*** Records provided ***

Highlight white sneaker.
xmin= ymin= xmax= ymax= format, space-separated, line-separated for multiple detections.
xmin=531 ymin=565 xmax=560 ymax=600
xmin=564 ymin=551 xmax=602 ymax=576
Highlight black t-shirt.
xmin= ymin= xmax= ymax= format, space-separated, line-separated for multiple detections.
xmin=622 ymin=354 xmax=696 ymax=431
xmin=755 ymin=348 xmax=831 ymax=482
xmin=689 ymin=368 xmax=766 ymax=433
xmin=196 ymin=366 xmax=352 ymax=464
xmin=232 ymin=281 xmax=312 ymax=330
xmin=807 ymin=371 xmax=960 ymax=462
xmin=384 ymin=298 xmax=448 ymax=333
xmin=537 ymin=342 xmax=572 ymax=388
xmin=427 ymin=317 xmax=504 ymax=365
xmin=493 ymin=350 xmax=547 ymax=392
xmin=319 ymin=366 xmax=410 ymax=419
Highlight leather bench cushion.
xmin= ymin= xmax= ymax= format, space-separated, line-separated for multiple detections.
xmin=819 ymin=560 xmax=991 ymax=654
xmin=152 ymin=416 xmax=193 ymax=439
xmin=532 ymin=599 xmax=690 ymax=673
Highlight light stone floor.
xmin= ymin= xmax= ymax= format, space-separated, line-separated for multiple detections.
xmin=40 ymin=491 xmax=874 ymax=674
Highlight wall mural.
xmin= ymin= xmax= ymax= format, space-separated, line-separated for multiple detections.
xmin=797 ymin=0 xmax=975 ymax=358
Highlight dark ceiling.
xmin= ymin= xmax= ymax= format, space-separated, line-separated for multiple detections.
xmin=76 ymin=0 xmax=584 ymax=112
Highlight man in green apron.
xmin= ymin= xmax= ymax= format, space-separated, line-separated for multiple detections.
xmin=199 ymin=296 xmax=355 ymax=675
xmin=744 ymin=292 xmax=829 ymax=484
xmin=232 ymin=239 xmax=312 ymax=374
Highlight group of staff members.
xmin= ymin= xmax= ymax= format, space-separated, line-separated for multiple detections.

*** End of Records provided ***

* To do
Find "Highlight dark ceiling." in the entries above, then repeat its line and all lines after it exactly, down to the last line.

* Answer to this problem
Highlight dark ceiling.
xmin= ymin= xmax= ymax= format, space-separated, line-separated for multiple detections.
xmin=76 ymin=0 xmax=584 ymax=112
Highlight man in green apron.
xmin= ymin= xmax= ymax= format, space-separated, line-separated for multiple detections.
xmin=199 ymin=296 xmax=355 ymax=675
xmin=744 ymin=292 xmax=829 ymax=484
xmin=232 ymin=239 xmax=312 ymax=374
Highlight group of staff members.
xmin= ymin= xmax= ymax= format, space-separated, line-separated for multiple detections.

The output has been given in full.